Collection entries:
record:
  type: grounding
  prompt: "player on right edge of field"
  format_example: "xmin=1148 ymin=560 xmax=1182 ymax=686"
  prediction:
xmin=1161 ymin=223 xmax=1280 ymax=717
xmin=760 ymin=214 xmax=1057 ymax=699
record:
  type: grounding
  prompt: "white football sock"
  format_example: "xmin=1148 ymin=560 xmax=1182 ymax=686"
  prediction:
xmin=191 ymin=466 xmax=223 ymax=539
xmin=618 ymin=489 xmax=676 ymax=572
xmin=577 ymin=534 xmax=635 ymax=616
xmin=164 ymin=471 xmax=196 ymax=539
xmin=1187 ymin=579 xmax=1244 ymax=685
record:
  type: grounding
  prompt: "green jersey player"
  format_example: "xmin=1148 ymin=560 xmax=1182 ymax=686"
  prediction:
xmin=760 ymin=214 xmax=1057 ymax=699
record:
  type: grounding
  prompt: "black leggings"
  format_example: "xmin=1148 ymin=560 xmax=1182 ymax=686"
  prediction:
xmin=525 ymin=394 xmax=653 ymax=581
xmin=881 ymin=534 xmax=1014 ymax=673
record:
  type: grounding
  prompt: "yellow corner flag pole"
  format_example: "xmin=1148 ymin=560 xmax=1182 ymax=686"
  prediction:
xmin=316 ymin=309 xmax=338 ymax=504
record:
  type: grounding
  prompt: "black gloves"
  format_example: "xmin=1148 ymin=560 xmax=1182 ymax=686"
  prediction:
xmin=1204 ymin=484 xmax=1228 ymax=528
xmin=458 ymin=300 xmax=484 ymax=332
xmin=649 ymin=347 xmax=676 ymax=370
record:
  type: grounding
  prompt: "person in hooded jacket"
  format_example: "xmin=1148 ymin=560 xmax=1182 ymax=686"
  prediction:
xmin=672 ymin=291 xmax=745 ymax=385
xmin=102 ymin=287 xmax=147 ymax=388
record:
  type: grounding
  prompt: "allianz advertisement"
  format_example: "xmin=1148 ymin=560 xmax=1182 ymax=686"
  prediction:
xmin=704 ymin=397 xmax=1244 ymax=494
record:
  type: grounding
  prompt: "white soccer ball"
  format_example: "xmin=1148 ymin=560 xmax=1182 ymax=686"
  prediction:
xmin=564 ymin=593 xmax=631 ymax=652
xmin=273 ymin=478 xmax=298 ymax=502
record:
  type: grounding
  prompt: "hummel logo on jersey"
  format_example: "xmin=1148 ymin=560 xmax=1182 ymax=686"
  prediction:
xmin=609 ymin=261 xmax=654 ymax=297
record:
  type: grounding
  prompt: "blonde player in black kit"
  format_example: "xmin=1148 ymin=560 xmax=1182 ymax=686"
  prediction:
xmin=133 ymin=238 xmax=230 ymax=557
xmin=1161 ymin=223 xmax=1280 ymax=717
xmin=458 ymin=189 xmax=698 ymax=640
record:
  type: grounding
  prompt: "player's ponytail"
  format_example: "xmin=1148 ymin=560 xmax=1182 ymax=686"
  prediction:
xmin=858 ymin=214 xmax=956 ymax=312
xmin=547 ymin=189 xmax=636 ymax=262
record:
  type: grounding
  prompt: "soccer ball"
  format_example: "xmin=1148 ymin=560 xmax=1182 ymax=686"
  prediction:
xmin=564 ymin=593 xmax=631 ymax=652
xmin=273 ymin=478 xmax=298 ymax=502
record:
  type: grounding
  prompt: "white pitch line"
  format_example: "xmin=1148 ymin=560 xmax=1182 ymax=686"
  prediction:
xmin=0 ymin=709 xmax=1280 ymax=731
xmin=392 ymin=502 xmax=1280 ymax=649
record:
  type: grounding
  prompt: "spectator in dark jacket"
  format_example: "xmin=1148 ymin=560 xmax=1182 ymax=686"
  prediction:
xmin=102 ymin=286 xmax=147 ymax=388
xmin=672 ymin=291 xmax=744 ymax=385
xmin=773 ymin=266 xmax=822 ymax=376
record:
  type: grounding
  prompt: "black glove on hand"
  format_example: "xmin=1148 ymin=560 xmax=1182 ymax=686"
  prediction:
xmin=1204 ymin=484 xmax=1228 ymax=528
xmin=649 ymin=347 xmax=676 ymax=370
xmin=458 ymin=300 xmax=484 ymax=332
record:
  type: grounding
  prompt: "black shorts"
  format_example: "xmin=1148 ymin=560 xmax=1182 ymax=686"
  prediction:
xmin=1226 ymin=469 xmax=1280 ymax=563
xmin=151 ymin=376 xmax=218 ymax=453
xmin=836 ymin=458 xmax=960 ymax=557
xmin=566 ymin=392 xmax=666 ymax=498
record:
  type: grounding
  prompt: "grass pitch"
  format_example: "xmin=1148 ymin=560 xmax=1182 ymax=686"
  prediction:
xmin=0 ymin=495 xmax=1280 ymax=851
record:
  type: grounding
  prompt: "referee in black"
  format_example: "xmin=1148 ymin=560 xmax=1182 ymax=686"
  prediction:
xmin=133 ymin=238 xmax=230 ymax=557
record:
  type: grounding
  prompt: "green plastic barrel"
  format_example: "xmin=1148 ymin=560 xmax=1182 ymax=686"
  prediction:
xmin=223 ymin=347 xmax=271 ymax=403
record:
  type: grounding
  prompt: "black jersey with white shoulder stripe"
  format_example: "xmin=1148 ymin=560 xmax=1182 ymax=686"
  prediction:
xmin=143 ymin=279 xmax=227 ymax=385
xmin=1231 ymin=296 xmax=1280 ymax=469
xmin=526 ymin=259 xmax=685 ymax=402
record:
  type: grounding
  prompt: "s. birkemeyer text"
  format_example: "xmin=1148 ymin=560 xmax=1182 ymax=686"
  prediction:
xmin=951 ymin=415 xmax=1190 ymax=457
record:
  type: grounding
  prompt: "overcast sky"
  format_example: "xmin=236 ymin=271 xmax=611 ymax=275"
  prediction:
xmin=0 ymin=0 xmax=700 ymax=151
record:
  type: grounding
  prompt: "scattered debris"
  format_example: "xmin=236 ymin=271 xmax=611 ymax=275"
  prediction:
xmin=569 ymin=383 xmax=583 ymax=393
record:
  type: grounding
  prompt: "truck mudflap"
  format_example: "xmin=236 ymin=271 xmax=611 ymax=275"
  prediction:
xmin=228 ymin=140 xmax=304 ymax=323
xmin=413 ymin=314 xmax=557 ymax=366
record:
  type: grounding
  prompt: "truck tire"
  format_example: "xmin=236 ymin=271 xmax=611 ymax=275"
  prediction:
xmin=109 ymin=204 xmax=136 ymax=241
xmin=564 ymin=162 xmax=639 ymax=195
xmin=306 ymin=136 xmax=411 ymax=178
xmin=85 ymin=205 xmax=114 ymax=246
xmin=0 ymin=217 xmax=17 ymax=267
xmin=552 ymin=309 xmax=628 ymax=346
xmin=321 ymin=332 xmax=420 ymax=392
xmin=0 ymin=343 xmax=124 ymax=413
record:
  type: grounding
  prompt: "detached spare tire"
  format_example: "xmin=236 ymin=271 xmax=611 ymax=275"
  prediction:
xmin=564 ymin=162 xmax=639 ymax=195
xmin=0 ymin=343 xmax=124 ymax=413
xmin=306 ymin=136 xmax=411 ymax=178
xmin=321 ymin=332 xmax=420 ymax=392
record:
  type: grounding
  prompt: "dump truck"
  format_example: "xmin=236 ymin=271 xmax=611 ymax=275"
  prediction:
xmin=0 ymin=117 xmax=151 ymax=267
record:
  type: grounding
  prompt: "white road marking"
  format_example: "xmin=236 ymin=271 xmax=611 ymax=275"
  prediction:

Problem to work on: All of the records must be repeated exactly.

Solution:
record:
  type: grounding
  prompt: "player on right edge of field"
  format_example: "xmin=1148 ymin=560 xmax=1182 ymax=686"
  prediction:
xmin=1161 ymin=223 xmax=1280 ymax=717
xmin=760 ymin=214 xmax=1057 ymax=699
record:
  type: grounding
  prompt: "white football sock"
  format_example: "xmin=1148 ymin=560 xmax=1182 ymax=686"
  prediction:
xmin=191 ymin=466 xmax=223 ymax=539
xmin=618 ymin=489 xmax=676 ymax=572
xmin=577 ymin=534 xmax=635 ymax=616
xmin=164 ymin=471 xmax=196 ymax=539
xmin=1187 ymin=579 xmax=1244 ymax=685
record:
  type: grounding
  prompt: "green jersey player"
  format_example: "xmin=1148 ymin=560 xmax=1182 ymax=686"
  prediction:
xmin=760 ymin=214 xmax=1057 ymax=699
record:
  type: grounding
  prompt: "black leggings"
  format_example: "xmin=1148 ymin=560 xmax=1182 ymax=686"
  prediction:
xmin=525 ymin=394 xmax=653 ymax=581
xmin=881 ymin=534 xmax=1014 ymax=673
record:
  type: grounding
  prompt: "yellow corner flag pole"
  format_example: "xmin=1148 ymin=560 xmax=1182 ymax=686"
  prediction:
xmin=316 ymin=309 xmax=338 ymax=504
record:
  type: grounding
  prompt: "black gloves"
  format_example: "xmin=1148 ymin=560 xmax=1182 ymax=686"
  prediction:
xmin=1204 ymin=484 xmax=1228 ymax=528
xmin=458 ymin=300 xmax=484 ymax=332
xmin=649 ymin=347 xmax=676 ymax=370
record:
  type: grounding
  prompt: "person in hooded jacket"
  format_example: "xmin=1148 ymin=560 xmax=1182 ymax=686"
  prediction:
xmin=672 ymin=291 xmax=745 ymax=385
xmin=102 ymin=287 xmax=147 ymax=388
record:
  type: grounding
  prompt: "allianz advertisement"
  format_example: "xmin=1148 ymin=560 xmax=1182 ymax=686"
  prediction:
xmin=704 ymin=397 xmax=1244 ymax=494
record:
  type: grounding
  prompt: "white soccer ball"
  format_example: "xmin=1148 ymin=560 xmax=1182 ymax=686"
  prediction:
xmin=564 ymin=593 xmax=631 ymax=652
xmin=273 ymin=478 xmax=298 ymax=502
record:
  type: grounding
  prompt: "hummel logo on jersey"
  format_example: "xmin=1148 ymin=560 xmax=1182 ymax=686"
  prediction:
xmin=609 ymin=261 xmax=654 ymax=297
record:
  type: grounding
  prompt: "blonde player in black kit"
  format_example: "xmin=1148 ymin=560 xmax=1182 ymax=686"
  prediction:
xmin=133 ymin=238 xmax=230 ymax=557
xmin=1161 ymin=223 xmax=1280 ymax=717
xmin=458 ymin=189 xmax=698 ymax=640
record:
  type: grounding
  prompt: "player's ponytail"
  format_example: "xmin=1148 ymin=560 xmax=1182 ymax=686"
  prediction:
xmin=858 ymin=214 xmax=956 ymax=312
xmin=547 ymin=189 xmax=636 ymax=262
record:
  type: grounding
  prompt: "soccer ball"
  format_example: "xmin=1148 ymin=560 xmax=1182 ymax=686"
  prediction:
xmin=564 ymin=593 xmax=631 ymax=652
xmin=273 ymin=478 xmax=298 ymax=502
record:
  type: grounding
  prompt: "white pitch line"
  format_example: "xmin=1148 ymin=560 xmax=1182 ymax=686"
  prediction:
xmin=0 ymin=709 xmax=1280 ymax=731
xmin=392 ymin=502 xmax=1280 ymax=649
record:
  type: grounding
  prompt: "spectator in dark jacket"
  format_example: "xmin=1148 ymin=560 xmax=1182 ymax=686"
  prediction:
xmin=102 ymin=286 xmax=147 ymax=388
xmin=672 ymin=291 xmax=744 ymax=385
xmin=773 ymin=266 xmax=822 ymax=376
record:
  type: grounding
  prompt: "black glove on hand"
  format_example: "xmin=1148 ymin=560 xmax=1182 ymax=686"
  prediction:
xmin=1204 ymin=484 xmax=1228 ymax=528
xmin=649 ymin=347 xmax=676 ymax=370
xmin=458 ymin=300 xmax=484 ymax=332
record:
  type: grounding
  prompt: "black shorts"
  format_example: "xmin=1148 ymin=560 xmax=1182 ymax=686"
  prediction:
xmin=1226 ymin=469 xmax=1280 ymax=563
xmin=151 ymin=376 xmax=218 ymax=453
xmin=836 ymin=458 xmax=960 ymax=557
xmin=566 ymin=392 xmax=666 ymax=498
record:
  type: grounding
  prompt: "grass pitch"
  format_example: "xmin=1148 ymin=560 xmax=1182 ymax=686"
  prediction:
xmin=0 ymin=495 xmax=1280 ymax=851
record:
  type: grounding
  prompt: "referee in black"
  format_example: "xmin=1148 ymin=560 xmax=1182 ymax=686"
  prediction:
xmin=133 ymin=238 xmax=230 ymax=557
record:
  type: grounding
  prompt: "green plastic barrel"
  format_example: "xmin=1148 ymin=560 xmax=1182 ymax=686"
  prediction:
xmin=223 ymin=347 xmax=271 ymax=403
record:
  type: grounding
  prompt: "black jersey with white shoulder stripe"
  format_example: "xmin=1148 ymin=560 xmax=1182 ymax=686"
  prediction:
xmin=143 ymin=279 xmax=227 ymax=385
xmin=1231 ymin=296 xmax=1280 ymax=469
xmin=526 ymin=259 xmax=685 ymax=402
record:
  type: grounding
  prompt: "s. birkemeyer text"
  format_example: "xmin=1148 ymin=560 xmax=1182 ymax=686"
  prediction:
xmin=951 ymin=415 xmax=1190 ymax=457
record:
  type: grounding
  prompt: "overcast sky"
  format_example: "xmin=236 ymin=271 xmax=611 ymax=275"
  prediction:
xmin=0 ymin=0 xmax=700 ymax=151
record:
  type: grounding
  prompt: "scattered debris"
  format_example: "xmin=236 ymin=271 xmax=611 ymax=275"
  prediction:
xmin=569 ymin=383 xmax=583 ymax=393
record:
  type: grounding
  prompt: "truck mudflap"
  format_example: "xmin=236 ymin=271 xmax=611 ymax=275"
  prediction:
xmin=228 ymin=140 xmax=304 ymax=323
xmin=413 ymin=314 xmax=557 ymax=366
record:
  type: grounding
  prompt: "truck tire"
  format_example: "xmin=236 ymin=271 xmax=611 ymax=275"
  prediction:
xmin=109 ymin=204 xmax=136 ymax=241
xmin=564 ymin=162 xmax=639 ymax=195
xmin=306 ymin=136 xmax=411 ymax=178
xmin=85 ymin=205 xmax=114 ymax=246
xmin=0 ymin=217 xmax=17 ymax=267
xmin=552 ymin=309 xmax=628 ymax=346
xmin=321 ymin=332 xmax=420 ymax=392
xmin=0 ymin=343 xmax=124 ymax=413
record:
  type: grounding
  prompt: "detached spare tire"
  format_example: "xmin=236 ymin=271 xmax=611 ymax=275"
  prediction:
xmin=564 ymin=162 xmax=639 ymax=195
xmin=0 ymin=343 xmax=124 ymax=413
xmin=306 ymin=136 xmax=411 ymax=178
xmin=321 ymin=332 xmax=420 ymax=392
record:
  type: grounding
  prompt: "dump truck"
  format_example: "xmin=236 ymin=271 xmax=611 ymax=275"
  prediction:
xmin=0 ymin=117 xmax=151 ymax=267
record:
  type: grounding
  prompt: "white road marking"
  format_example: "xmin=236 ymin=271 xmax=611 ymax=275"
  prediction:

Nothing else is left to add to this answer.